* [Description of the task]: All records should be reproduced verbatim.

* [The input]:

======

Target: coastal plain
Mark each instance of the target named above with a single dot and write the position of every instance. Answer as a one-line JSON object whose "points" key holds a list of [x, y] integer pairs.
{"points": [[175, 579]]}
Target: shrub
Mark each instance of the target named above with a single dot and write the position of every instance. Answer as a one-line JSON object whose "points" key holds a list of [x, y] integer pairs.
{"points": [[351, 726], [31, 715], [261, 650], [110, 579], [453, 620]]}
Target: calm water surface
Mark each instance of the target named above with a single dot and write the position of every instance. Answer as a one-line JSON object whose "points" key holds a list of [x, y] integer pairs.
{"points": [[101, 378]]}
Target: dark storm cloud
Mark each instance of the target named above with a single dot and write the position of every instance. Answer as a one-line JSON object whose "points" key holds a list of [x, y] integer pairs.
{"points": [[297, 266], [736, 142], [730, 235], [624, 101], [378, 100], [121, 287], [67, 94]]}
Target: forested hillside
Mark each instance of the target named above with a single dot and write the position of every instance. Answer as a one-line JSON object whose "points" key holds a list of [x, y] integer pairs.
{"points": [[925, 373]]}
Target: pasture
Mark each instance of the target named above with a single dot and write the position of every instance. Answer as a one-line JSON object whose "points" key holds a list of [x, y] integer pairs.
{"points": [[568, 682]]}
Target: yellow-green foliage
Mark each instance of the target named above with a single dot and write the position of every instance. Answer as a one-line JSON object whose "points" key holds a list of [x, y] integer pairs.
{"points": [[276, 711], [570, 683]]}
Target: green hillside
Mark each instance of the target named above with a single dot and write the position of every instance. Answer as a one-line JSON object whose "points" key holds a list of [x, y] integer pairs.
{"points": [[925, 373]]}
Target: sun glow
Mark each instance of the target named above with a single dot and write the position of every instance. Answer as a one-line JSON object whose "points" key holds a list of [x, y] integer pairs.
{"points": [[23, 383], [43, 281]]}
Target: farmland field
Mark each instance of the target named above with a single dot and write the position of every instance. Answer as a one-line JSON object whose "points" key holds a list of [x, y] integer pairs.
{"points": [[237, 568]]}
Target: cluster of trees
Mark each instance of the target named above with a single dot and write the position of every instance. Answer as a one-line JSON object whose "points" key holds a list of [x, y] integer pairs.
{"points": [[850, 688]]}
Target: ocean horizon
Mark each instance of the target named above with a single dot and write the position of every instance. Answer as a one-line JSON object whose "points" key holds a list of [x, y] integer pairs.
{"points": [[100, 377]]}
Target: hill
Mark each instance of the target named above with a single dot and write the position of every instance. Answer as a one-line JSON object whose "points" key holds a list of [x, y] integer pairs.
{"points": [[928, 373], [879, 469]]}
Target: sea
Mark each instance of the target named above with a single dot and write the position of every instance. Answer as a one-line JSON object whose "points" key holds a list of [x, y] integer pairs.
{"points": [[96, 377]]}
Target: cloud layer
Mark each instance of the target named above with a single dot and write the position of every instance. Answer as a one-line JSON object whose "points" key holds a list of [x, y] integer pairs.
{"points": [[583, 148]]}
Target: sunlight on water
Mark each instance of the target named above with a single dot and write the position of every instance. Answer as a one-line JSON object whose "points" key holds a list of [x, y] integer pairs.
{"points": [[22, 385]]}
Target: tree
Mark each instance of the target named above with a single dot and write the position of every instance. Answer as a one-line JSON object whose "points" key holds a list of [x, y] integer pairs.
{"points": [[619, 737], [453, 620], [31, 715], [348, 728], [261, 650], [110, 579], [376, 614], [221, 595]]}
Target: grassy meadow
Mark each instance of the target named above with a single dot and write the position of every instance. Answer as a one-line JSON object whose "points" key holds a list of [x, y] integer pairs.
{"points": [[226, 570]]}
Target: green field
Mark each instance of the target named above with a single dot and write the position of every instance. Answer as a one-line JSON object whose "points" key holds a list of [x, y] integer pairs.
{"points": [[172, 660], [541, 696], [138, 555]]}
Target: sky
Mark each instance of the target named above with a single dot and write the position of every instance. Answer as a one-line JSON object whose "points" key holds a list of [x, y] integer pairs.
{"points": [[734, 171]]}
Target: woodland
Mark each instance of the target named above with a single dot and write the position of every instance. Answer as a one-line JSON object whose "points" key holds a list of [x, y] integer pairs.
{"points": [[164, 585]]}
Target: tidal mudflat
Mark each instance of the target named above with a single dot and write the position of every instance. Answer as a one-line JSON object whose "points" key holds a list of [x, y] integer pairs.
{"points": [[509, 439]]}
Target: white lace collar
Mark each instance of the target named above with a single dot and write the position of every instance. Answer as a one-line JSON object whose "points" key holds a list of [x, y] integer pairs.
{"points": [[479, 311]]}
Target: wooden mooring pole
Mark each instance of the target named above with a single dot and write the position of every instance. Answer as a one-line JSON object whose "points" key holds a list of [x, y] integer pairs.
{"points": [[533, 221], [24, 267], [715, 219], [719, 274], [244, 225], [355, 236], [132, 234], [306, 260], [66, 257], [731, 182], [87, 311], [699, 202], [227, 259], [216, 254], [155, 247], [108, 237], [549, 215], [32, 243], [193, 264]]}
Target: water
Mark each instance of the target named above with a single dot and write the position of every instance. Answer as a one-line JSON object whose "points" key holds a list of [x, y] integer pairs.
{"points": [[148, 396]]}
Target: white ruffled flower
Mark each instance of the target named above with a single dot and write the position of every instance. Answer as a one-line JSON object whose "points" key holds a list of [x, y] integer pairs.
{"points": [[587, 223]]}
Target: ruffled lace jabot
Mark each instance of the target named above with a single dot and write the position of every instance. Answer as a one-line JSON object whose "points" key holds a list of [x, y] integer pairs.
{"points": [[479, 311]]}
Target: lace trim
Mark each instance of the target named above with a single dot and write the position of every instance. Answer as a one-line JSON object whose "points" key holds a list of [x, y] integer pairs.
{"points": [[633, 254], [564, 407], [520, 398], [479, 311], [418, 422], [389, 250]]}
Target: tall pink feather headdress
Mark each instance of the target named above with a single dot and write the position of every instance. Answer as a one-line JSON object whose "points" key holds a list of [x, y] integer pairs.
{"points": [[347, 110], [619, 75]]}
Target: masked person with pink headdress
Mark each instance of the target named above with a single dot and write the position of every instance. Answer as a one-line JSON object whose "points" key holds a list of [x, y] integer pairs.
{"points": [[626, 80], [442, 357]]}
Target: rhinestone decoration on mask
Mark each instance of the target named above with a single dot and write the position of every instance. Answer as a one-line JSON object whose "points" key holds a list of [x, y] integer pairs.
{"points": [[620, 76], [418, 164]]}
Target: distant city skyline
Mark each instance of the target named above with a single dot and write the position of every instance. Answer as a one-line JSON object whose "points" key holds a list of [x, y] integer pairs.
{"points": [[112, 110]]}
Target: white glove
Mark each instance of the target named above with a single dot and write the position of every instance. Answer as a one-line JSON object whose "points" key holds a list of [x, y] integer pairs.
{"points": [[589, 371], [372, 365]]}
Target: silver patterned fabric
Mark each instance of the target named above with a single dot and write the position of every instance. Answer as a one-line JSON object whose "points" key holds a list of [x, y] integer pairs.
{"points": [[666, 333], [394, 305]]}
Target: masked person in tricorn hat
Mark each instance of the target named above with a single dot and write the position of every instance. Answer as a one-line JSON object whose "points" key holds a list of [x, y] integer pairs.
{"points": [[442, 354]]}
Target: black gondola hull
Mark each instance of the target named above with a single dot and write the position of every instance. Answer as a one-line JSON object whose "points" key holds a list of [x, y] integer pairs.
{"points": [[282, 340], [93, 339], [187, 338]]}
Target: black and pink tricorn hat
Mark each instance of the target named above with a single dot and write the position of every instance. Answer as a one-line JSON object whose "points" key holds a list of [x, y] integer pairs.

======

* [Output below]:
Target: coastal plain
Mark each instance of the target named above with a single dot and write the position of every instance. Answer as a one-line JSON object whose "points" key holds a list of [x, y] integer pairs.
{"points": [[175, 579]]}
Target: shrub
Mark each instance of the target named above with a single dot and write the position of every instance. Answer as a one-line JSON object whose "points" key holds a list of [x, y] integer pairs.
{"points": [[351, 726], [31, 715], [261, 650], [110, 579], [453, 620]]}
Target: calm water surface
Mark each instance of the target named above with a single dot and write the position of every instance. Answer as a one-line JSON object whose "points" key holds a list of [x, y] integer pairs.
{"points": [[101, 378]]}
Target: dark storm cloud
Mark each instance of the target named above with a single dot and write the position of every instance. Answer as a one-line JSON object whose "points" key holds a list of [x, y] integer pairs.
{"points": [[297, 266], [736, 142], [730, 235], [624, 101], [378, 100], [121, 287], [67, 94]]}
Target: forested hillside
Mark each instance of the target named above with a single dot and write the position of every instance. Answer as a one-line JSON object whose "points" key holds a list of [x, y] integer pairs.
{"points": [[925, 373]]}
Target: pasture
Mark each instance of the target named above with a single dot and write the position of every instance. Answer as a one-line JSON object whose "points" key holds a list of [x, y] integer pairs.
{"points": [[568, 682]]}
Target: yellow-green foliage
Mark each instance of the target named above with a single dot and write the position of every instance. Answer as a one-line JSON object whose "points" key holds a list of [x, y] integer pairs.
{"points": [[276, 711], [570, 683]]}
Target: green hillside
Mark each instance of the target named above with a single dot and write the position of every instance. Answer as a one-line JSON object whose "points" key holds a list of [x, y] integer pairs.
{"points": [[925, 373]]}
Target: sun glow
Mark each instance of the target named above with a single dot and write the position of every instance. Answer as a one-line JSON object whose "points" key holds a list of [x, y] integer pairs.
{"points": [[23, 383], [43, 281]]}
Target: farmland field
Mark each instance of the target named above with a single dot and write the position of every instance. Answer as a one-line JSON object whose "points" key holds a list of [x, y] integer pairs.
{"points": [[237, 568]]}
Target: cluster of trees
Mark each instance of the target named above with a single dot and write the position of every instance. Answer as a one-line JSON object whose "points" key holds a list of [x, y] integer pairs.
{"points": [[850, 688]]}
Target: ocean horizon
Mark each instance of the target named above with a single dot and write the position of every instance. Answer as a one-line JSON object whose "points" key holds a list of [x, y] integer pairs.
{"points": [[100, 377]]}
Target: hill
Mark each instance of the target named above with a single dot and write the position of every instance. Answer as a one-line JSON object whose "points" key holds a list of [x, y] integer pairs.
{"points": [[928, 373], [879, 469]]}
Target: sea
Mark each instance of the target named above with a single dot and write the position of every instance. Answer as a one-line JSON object whose "points" key holds a list of [x, y] integer pairs.
{"points": [[96, 377]]}
Target: cloud layer
Mark each instance of the target named above with a single dot and write the position of every instance. Answer as a one-line JSON object whose "points" key holds a list of [x, y] integer pairs.
{"points": [[583, 148]]}
Target: sunlight on water
Mark each instance of the target named above with a single dot and write the position of every instance. Answer as a one-line JSON object whose "points" key holds a list of [x, y] integer pairs.
{"points": [[22, 385]]}
Target: tree
Mark each instance of the target named above with a single dot and write the position of every instance. Answer as a one-line JSON object whose "points" key holds a list of [x, y] integer pairs.
{"points": [[619, 737], [453, 620], [31, 715], [348, 728], [261, 650], [110, 579], [376, 614], [221, 595]]}
Target: grassy meadow
Mark each instance of the target named above with a single dot and write the position of every instance. Answer as a one-line JSON object whose "points" key holds a list of [x, y] integer pairs.
{"points": [[226, 570]]}
Target: green field
Mark each instance of the target named above with a single dot and write the position of every instance. Answer as a one-line JSON object whose "points" key holds a list of [x, y] integer pairs.
{"points": [[172, 660], [541, 696], [138, 555]]}
Target: sky
Mark each instance of the target named above with a single dot and write the position of every instance. Answer as a one-line JSON object whose "points" key holds a list of [x, y] integer pairs.
{"points": [[734, 171]]}
Target: woodland
Mark each instance of the target named above with a single dot and write the position of every instance. Answer as a one-line JSON object whose "points" key holds a list of [x, y] integer pairs.
{"points": [[164, 585]]}
Target: tidal mudflat
Mark each instance of the target named above with a single dot and write the position of every instance. Answer as a one-line JSON object whose "points" key holds a list of [x, y] integer pairs.
{"points": [[509, 439]]}
Target: white lace collar
Mark each instance of the target named above with a single dot and write the position of every instance. Answer as a one-line JSON object whose "points" key holds a list of [x, y] integer pairs.
{"points": [[479, 311]]}
Target: wooden mooring pole
Mark each instance of the target named above with a single dot and write the position of every instance. Answer as a one-line JSON object whose "points" key holds a list of [x, y] integer pairs.
{"points": [[533, 221], [24, 267], [715, 219], [719, 274], [244, 225], [355, 236], [132, 234], [306, 260], [66, 257], [731, 182], [87, 311], [699, 202], [227, 259], [216, 254], [155, 247], [108, 237], [549, 215], [32, 243], [193, 264]]}
Target: water
Mark each instance of the target named above with a single dot and write the position of every instance. Answer as a one-line JSON object whose "points" key holds a list of [x, y] integer pairs.
{"points": [[148, 396]]}
Target: white ruffled flower
Mark each instance of the target named above with a single dot and write the position of every instance. Answer as a one-line JSON object whose "points" key holds a list of [x, y] integer pairs.
{"points": [[587, 223]]}
Target: ruffled lace jabot
Mark each instance of the target named above with a single dot and write the position of every instance. Answer as a one-line JSON object whose "points" key holds a list of [x, y] integer pairs.
{"points": [[479, 311]]}
Target: lace trim
Mark each instance of the target named above with a single dot and write the position of every instance. Answer as a one-line JSON object whose "points" key holds a list of [x, y] integer pairs.
{"points": [[633, 254], [564, 407], [520, 398], [479, 311], [418, 422], [389, 250]]}
Target: tall pink feather headdress
Mark each instance of the target named above with a single dot and write the position of every instance. Answer as a one-line JSON object whose "points" key holds a list of [x, y] integer pairs.
{"points": [[347, 110], [619, 75]]}
Target: masked person with pink headdress
Mark each instance of the target named above with a single dot and write the position of every instance. Answer as a one-line JSON object whose "points" key holds a list of [x, y] integer pairs.
{"points": [[626, 80], [442, 357]]}
Target: rhinestone decoration on mask
Mark each instance of the target named above with a single dot and write the position of every instance. Answer as a one-line JSON object whose "points" key holds a list of [x, y] integer pairs.
{"points": [[620, 76], [418, 164]]}
Target: distant city skyline
Mark each instance of the target named above with a single dot and write the position of every instance. Answer as a one-line JSON object whose "points" key holds a list of [x, y] integer pairs.
{"points": [[112, 110]]}
Target: white glove
Mark each instance of the target named above with a single dot and write the position of every instance. Answer as a one-line JSON object whose "points" key holds a list of [x, y] integer pairs.
{"points": [[589, 371], [372, 365]]}
Target: silver patterned fabric
Mark each instance of the target named above with a single dot and write the position of every instance. Answer as a one-line JSON object whose "points" key holds a list of [x, y] integer pairs.
{"points": [[666, 333], [394, 305]]}
Target: masked person in tricorn hat
Mark each instance of the target named above with a single dot and write the position of every instance. Answer as a one-line JSON object whose "points" key holds a list of [x, y] integer pairs.
{"points": [[442, 354]]}
Target: black gondola hull
Mark each instance of the target named above with a single dot and write the position of every instance. Answer as a one-line JSON object whose "points" key holds a list of [x, y] integer pairs.
{"points": [[282, 340], [93, 339], [187, 338]]}
Target: black and pink tricorn hat
Mark each instance of the target named above with a single dot and write the position of every instance. Answer as a one-line JSON object whose "points" key holds a list of [x, y] integer pairs.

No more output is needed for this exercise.